- **Kutipan Teks**:
------------------------------------------------------------

Skip to content
Home » Artikel » Lima Dimensi Hari Bumi

Lima Dimensi Hari Bumi

Dok: Ardina Putri Rahtama

Ditulis oleh: Wicaksono Sarosa (pernah diterbitkan dalam rangka memperingati Hari Bumi 22 April 1996)

Banyak cara dilakukan orang untuk memperingati sesuatu, antara lain dengan membuat suatu renungan tentang makna atau aspek dari hal yang di peringati tersebut. Tulisan ini merupakan sebuah renungan tentang salah satu aspek dari Hari Bumi, yang saat ini—menurut berbagai laporan masyarakat lingkungan dunia—akan diperingati oleh lebih dari 200 juta penghuni bumi di 140 negara. Secara khusus tulisan ini akan menyoroti lima dimensi dari permasalahan yang menjadi inti Hari Bumi: menjaga keselarasan antara kegiatan manusia dalam memenuhi kebutuhannya dan bumi yang dihuninya.

Hari Bumi

Hari Bumi, yang diperingati setiap tanggal 22 April ini, sudah dimulai sejak 26 tahun yang lalu di Amerika Serikat (tulisan ditulis pada tahun 1996). Pencetusnya adalah senator AS, Gaylord Nelson. Pada intinya Hari Bumi diarahkan dengan sebuah gagasan untuk mendidik masyarakat—melalui berbagai teach-in di tempat-tempat umum – mengenai kenyataan bahwa kita semua menghuni apa yangdinamakan oleh Kenneth Boulding sebagai spaceship planet. Dengan konsep tersebut ditunjukkan bahwa bumi satu-satunya yang kita huni ini memiliki keterbatasan. Oleh Marshall McLuhan, konsep tersebut dikembangkan menjadi sebuah pengertian mengenai global village, di mana di tunjukkan bahwa pada dasarnya manusia itu tinggal dalam sebuah tempat yang memiliki tingkat saling ketergantungan yang relatif tinggi.

------------------------------------------------------------

- **Data**:
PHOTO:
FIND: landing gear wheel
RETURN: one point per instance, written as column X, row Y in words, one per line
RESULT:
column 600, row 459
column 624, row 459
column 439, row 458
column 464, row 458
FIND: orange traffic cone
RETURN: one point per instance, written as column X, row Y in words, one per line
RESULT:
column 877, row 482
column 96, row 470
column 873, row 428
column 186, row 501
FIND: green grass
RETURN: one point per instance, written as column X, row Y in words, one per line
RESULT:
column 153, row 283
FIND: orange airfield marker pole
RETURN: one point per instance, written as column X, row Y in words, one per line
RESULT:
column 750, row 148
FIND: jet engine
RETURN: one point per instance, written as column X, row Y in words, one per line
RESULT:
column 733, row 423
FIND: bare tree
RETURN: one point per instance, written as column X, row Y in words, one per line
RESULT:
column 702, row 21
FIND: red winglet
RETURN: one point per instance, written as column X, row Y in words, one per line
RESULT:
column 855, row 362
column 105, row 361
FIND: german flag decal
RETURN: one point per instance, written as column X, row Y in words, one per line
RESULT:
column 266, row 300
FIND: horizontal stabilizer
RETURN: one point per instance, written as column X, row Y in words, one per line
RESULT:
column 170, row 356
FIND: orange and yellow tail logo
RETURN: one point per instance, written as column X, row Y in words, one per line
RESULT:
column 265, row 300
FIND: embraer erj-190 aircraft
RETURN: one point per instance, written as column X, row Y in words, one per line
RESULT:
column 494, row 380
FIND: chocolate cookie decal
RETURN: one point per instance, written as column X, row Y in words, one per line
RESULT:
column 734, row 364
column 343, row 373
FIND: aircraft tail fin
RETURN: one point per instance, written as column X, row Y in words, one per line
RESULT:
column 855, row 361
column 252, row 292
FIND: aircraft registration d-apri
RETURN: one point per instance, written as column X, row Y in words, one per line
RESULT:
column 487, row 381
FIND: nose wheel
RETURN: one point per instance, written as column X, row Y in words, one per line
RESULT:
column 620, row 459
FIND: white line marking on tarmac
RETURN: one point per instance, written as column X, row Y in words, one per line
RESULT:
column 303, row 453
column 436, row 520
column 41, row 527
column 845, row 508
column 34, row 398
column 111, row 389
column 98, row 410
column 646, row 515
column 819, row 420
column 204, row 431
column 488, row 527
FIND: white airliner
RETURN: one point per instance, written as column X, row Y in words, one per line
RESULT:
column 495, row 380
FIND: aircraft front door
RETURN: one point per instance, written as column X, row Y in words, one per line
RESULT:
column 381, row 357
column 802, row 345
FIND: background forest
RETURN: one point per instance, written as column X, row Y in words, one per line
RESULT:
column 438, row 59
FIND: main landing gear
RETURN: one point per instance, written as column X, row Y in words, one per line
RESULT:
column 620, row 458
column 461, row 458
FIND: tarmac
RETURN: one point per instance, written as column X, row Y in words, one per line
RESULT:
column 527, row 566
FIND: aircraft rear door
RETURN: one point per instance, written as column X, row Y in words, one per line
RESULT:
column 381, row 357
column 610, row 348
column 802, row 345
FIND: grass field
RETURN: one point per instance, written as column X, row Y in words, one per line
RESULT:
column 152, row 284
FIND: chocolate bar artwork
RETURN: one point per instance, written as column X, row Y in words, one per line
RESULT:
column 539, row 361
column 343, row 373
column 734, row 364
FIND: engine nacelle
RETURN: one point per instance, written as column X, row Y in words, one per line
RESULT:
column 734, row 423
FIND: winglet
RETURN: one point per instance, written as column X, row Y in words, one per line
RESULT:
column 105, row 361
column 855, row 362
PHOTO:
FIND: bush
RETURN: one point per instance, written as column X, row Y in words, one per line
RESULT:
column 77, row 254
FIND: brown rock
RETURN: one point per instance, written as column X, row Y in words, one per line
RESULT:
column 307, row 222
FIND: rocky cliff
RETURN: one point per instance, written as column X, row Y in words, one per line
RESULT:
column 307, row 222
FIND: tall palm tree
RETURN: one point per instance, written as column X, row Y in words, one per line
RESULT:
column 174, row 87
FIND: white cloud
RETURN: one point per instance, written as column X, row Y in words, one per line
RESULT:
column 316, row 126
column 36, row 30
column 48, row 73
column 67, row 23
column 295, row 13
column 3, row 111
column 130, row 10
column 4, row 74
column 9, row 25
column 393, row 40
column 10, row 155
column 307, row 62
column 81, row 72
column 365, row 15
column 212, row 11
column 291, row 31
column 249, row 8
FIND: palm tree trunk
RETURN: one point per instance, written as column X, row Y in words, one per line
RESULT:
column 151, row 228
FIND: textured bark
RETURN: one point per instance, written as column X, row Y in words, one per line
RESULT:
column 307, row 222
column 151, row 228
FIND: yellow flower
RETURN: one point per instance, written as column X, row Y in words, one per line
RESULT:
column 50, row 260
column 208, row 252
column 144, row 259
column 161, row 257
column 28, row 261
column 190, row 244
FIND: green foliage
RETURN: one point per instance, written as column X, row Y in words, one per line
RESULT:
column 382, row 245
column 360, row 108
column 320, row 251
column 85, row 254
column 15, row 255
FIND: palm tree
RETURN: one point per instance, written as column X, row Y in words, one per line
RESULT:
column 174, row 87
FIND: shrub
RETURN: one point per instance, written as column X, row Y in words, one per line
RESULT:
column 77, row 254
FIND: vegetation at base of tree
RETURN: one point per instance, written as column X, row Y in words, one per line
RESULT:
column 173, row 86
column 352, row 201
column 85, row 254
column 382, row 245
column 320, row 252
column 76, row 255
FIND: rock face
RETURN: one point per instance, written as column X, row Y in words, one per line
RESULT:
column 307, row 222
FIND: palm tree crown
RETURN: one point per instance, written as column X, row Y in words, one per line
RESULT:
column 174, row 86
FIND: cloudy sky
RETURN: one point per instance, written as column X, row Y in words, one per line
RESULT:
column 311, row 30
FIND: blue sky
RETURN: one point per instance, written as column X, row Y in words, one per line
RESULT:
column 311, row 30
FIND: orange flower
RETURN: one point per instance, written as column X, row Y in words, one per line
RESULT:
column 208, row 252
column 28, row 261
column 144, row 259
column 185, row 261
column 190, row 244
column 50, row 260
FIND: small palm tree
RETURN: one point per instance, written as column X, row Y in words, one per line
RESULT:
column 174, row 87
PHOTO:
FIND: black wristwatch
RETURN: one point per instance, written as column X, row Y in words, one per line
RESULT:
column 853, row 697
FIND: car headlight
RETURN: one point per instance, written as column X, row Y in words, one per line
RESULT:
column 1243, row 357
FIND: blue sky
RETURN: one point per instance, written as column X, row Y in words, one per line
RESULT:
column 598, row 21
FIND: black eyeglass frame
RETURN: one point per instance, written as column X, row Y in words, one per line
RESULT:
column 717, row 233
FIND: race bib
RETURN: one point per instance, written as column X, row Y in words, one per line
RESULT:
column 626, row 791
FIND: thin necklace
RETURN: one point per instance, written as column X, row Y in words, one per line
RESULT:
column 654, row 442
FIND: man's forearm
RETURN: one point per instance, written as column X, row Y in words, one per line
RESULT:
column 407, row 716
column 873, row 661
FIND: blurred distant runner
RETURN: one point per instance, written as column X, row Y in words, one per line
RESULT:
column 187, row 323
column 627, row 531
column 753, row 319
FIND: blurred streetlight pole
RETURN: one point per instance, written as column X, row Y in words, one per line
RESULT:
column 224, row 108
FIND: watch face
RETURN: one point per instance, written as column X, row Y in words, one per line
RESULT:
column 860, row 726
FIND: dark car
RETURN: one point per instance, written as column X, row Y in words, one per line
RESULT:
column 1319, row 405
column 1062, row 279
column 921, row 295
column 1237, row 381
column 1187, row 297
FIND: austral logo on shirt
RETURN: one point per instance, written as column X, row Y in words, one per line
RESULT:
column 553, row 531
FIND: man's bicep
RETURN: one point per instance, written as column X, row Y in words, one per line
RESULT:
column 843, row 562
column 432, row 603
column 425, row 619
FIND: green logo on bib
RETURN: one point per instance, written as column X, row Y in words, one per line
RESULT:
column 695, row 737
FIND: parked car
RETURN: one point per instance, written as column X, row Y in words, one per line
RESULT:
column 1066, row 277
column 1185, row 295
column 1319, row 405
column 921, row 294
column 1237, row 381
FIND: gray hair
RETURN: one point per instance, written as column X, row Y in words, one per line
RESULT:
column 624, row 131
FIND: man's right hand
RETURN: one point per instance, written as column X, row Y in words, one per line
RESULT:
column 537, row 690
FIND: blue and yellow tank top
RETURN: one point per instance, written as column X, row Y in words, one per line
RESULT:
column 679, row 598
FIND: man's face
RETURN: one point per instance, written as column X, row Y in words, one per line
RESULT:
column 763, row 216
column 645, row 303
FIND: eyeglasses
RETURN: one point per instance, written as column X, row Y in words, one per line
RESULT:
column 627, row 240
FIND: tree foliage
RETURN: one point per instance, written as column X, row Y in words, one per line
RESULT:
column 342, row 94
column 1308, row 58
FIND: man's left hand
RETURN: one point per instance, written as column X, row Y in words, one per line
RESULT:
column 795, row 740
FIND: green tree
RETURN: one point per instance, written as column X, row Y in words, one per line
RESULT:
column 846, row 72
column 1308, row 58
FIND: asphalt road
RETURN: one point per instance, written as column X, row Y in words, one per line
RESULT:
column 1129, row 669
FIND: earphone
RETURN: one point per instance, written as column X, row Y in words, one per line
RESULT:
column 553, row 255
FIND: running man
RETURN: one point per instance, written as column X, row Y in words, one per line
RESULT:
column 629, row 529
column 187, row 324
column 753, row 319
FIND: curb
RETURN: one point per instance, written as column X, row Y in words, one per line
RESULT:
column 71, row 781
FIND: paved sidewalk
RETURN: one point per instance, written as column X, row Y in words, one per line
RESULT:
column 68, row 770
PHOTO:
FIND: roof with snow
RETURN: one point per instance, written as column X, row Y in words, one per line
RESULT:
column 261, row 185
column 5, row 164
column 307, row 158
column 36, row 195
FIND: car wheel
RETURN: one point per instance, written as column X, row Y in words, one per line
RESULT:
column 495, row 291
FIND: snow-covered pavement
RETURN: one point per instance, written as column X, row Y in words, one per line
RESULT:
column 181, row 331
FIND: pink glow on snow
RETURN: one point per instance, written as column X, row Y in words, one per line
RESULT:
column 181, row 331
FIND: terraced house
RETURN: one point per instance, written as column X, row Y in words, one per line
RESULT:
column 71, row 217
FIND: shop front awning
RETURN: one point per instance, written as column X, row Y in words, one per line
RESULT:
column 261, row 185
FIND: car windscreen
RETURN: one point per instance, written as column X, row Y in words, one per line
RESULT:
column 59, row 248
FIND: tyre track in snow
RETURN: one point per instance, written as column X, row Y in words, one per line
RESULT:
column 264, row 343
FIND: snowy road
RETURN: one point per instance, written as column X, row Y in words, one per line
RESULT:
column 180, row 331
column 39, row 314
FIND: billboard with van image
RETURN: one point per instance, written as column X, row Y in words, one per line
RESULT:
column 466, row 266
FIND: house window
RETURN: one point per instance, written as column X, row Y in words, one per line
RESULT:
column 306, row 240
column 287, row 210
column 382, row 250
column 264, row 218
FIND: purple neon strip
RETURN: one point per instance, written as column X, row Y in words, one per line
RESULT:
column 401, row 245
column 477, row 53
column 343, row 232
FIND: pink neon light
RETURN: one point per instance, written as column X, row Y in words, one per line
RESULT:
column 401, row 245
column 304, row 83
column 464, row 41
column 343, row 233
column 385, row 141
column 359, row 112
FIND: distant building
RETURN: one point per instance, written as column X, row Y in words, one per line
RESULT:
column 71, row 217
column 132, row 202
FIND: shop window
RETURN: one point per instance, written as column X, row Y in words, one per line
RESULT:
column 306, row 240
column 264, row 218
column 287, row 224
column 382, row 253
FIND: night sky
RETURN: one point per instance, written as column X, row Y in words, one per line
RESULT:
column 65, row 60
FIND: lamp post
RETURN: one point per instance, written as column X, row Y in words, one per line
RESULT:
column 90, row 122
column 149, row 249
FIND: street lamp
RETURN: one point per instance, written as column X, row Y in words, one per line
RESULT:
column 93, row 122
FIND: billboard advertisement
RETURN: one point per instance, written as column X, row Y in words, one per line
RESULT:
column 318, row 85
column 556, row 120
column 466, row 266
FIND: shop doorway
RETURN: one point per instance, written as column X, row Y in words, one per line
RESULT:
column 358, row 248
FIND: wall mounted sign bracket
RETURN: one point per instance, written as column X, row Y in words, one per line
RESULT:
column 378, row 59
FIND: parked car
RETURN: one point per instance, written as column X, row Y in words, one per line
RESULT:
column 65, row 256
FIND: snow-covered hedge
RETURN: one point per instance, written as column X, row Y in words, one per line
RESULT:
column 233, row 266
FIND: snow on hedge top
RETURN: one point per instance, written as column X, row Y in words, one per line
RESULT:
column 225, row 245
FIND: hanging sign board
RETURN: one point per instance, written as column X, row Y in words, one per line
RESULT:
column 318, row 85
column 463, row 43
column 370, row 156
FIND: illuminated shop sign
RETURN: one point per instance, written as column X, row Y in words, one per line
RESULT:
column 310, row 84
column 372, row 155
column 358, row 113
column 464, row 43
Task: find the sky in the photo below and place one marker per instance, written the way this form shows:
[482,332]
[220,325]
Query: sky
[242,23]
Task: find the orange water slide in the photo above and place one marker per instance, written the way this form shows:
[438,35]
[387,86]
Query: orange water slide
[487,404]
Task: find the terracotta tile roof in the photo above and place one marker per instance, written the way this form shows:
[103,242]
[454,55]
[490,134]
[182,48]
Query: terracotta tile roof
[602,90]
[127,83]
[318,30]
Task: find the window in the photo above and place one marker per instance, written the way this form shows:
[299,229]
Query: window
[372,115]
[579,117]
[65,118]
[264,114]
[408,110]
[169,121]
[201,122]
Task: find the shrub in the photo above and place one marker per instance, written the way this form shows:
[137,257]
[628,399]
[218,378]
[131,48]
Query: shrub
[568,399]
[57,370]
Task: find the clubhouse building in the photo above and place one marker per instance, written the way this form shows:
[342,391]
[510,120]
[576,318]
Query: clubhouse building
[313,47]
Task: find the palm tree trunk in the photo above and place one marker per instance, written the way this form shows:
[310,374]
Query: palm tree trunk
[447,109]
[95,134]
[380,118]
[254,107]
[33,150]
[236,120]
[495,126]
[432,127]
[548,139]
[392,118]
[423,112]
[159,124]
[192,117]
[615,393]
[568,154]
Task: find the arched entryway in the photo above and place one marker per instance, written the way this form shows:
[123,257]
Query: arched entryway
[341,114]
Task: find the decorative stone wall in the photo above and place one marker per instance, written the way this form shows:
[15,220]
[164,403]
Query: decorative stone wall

------------------------------------------------------------

- **Tugas Dikerjakan**:
[A] Siapa pencetus Hari Bumi menurut artikel tentang Hari Bumi?
[B] Tulis ulang bagian artikel tentang Hari Bumi mulai dari kata "Banyak cara dilakukan" dan berhenti setelah kata "bumi yang dihuninya.".
[C] Teruskan artikel tentang Hari Bumi mulai dari sesudah kalimat terakhirnya.

- **Jawaban Tiap Tugas**:
[A] Senator AS, Gaylord Nelson.

[B]
Banyak cara dilakukan orang untuk memperingati sesuatu, antara lain dengan membuat suatu renungan tentang makna atau aspek dari hal yang di peringati tersebut. Tulisan ini merupakan sebuah renungan tentang salah satu aspek dari Hari Bumi, yang saat ini—menurut berbagai laporan masyarakat lingkungan dunia—akan diperingati oleh lebih dari 200 juta penghuni bumi di 140 negara. Secara khusus tulisan ini akan menyoroti lima dimensi dari permasalahan yang menjadi inti Hari Bumi: menjaga keselarasan antara kegiatan manusia dalam memenuhi kebutuhannya dan bumi yang dihuninya.

[C]
                Pendidikan masyarakat semacam itu dilakukan dalam berbagai bentuk, dari yang bersifat akademik seperti diskusi-diskusi sampai yang bersifat kemasyarakatan seperti kampanye pengurangan sampah, pendaur-ulangan sampah, pengurangan penggunaan kendaraan motor, serta berbagai program kerja sama pemerintah dan swasta dalam upaya mengurangi polusi.

                Ternyata secara perlahan-lahan kampanye samacam ini—karena selalu digiatkan berulang-ulang melalui Hari Bumi—berhasil meningkatkan kesadaran masyarakat dan para pengambil keputusan di berbagai negara.

                Munculah sebuah kesadaran bahwa bumi itu penting untuk dipelihara. Dan sejak tahun 1970-an—meski Hari Bumi bukanlah satu-satunya pendorong—di berbagai negara telah banyak undang-undang lingkungan yang dibuat. Kerjasama antar-negara tentang masalah inipun banyak dilakukan.  Tidak mengherankan, bahwa guna menghargai jasa pencetus Hari Bumi ini, maka pada Hari Bumi tahun 1966 ini presiden Clinton akan memberikan presidential Medal of Freedom—penghargaan sipil tertinggi di AS—kepada mantan senator Gaylord Nelson.

Masalah Lingkungan

Pada setiap Hari Bumi, kita diingatkan untuk memelihara bumi ini sebaik-baiknya seperti kita memelihara rumah sendiri. Ini berarti bahwa kita harus memperhatikan secara serius masalah lingkungan yang diakibatkan kegiatan kita sendiri, yang akibatnya lebih sering dirasakan oleh orang lain atau generasi-generasi berikutnya.

                Sesungguhnya ada lima dimensi dalam permasalahan lingkungan, yaitu (1) dimensi antar-waktu atau antar-generasi, (2) dimensi antar-ruang, (3) dimensi sosio-ekonomi, (4) dimensi politik, dan (5) dimensi antar-materi.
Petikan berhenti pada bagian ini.